The topic I chose for Grandma and I to chat about this week is stippling. Stippling or a curved meander stitch as some of you may call it is undoubtedly the most common stitch pattern used in free motion quilting. That is a indisputable fact. You will see the curved puzzle piece like patten squiggling across most of the quilts you come across- and for good reason. You can fit stippling into almost any space and it is a fast and easy stitch to cover your quilt with when it's mastered. When being the operative word. Because it is so very common it often gets put in the "basic" category which gets commonly thought of then as a good place to start as a beginner. I argue that theory. Here is why- stippling, though beautiful, is not a design most of us have ever tried to doodle before free motion quilting came into our lives. I love to doodle, and that love started well before my thoughts of free motion quilting, but I had never tried to doodle stippling. I had doodled many flowers, leaves, words ect- but stippling, no. So when trying to learn a new skill like FMQ why add to the complication of it all by trying to stitch something that you have no muscle memory for. Muscle memory is what makes a quilter- being able to stitch the designs (or draw them) fluidly without much thought is what allows a quilter to shine, to think of all the other things that need managing when quilting a quilt, to think of how best to use or combine the design with others for a custom look. So when starting I recommend trying writing your name in cursive, or stitching something you can easily draw on paper without your pen tip leaving the paper while you draw it. If you can draw something easily and without thought in a continuous line fashion you can likely quilt it! Had I started with stippling I would have surely frustrated myself... my first quilting practice squares are filled with daisies and words in cursive. I suggest the same for any beginner. It allowed me the time and space to get used to everything else I was doing and gave me pretty results that boosted my confidence. After all, what is better then that for learning a new skill?

+-------+

** OBJECTIVES **
a - Answer these questions from the passage on stippling:
(i) What other name does the passage give for stippling?
(ii) What does the writer recommend a beginner try stitching first?
(iii) What filled the writer's first quilting practice squares?
b - Extend the passage on stippling with a paragraph that follows on from its last sentence, written in the same voice.

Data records
+-------+

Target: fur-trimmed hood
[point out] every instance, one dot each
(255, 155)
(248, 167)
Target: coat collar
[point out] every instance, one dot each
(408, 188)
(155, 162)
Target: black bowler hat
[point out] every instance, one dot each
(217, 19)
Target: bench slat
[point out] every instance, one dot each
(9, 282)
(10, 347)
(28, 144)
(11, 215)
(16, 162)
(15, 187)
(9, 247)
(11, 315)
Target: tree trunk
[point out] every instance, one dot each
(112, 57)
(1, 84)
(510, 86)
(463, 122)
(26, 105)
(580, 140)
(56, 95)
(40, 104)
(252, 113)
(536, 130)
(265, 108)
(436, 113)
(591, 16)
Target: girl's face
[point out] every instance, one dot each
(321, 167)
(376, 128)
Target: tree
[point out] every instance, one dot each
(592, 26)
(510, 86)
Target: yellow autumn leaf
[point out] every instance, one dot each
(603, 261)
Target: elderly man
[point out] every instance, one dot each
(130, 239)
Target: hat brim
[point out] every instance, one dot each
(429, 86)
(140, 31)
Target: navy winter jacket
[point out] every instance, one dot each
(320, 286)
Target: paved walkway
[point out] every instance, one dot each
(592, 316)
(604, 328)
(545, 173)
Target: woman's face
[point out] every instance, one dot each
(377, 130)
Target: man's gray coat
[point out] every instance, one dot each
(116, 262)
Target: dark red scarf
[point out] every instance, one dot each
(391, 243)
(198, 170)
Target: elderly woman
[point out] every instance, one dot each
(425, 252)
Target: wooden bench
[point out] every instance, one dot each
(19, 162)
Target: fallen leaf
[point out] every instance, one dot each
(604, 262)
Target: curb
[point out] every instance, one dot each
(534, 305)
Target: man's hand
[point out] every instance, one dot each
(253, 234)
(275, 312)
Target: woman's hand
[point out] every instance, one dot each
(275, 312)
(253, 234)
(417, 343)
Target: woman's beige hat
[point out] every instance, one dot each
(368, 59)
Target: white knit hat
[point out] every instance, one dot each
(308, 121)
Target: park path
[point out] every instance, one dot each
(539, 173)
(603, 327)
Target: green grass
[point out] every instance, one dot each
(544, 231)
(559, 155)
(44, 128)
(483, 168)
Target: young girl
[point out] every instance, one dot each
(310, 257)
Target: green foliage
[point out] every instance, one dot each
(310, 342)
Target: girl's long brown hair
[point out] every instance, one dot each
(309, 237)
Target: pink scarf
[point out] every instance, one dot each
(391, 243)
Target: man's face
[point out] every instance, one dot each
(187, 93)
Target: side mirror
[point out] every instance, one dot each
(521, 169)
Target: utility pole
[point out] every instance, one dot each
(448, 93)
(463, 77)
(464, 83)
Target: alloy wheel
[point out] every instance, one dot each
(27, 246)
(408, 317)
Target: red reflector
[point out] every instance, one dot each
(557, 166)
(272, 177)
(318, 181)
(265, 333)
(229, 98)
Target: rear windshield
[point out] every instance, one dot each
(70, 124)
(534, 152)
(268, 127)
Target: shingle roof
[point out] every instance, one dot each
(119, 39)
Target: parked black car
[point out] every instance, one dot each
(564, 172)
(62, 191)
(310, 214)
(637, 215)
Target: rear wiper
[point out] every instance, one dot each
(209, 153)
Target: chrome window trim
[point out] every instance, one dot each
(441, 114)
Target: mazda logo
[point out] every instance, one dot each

+-------+

** RESULTS FOR EACH TASK **
a -
(i) A curved meander stitch.
(ii) Their name in cursive, or something they can easily draw on paper without the pen tip leaving the paper.
(iii) Daisies and words in cursive.

b -
Even if you take my advice and don't begin with stippling, eventually you will want to learn it as it is so very versatile. Nothing is quite it's equal in the quilt stitch world- though there are many designs that are almost as versatile. Stippling is a design that comes with a set of rules, 2 rules really. Keep your lines curved and don't cross over your previous stitched lines. Though only two rules seems simple enough they can both be quite hard not to break- when you stitch yourself into a corner with no room to move back out without crossing lines it becomes quite tempting- and when your brain gets stuck and doesn't know where to go next inevitably you will end up with a jagged point instead of a nice curved line. Really nice looking stippling moves in all directions and keeps the space between stitched areas fairly consistent, as well as the scale of the design being consistent. It is a stitch that one can pick up fairly quickly, but will spend a lifetime mastering. Luckily the opportunity to practice it always presents itself often as it is such a very useful stitch that works in so many great ways. Below are some pictures of stippling in some of my previous quilts and projects.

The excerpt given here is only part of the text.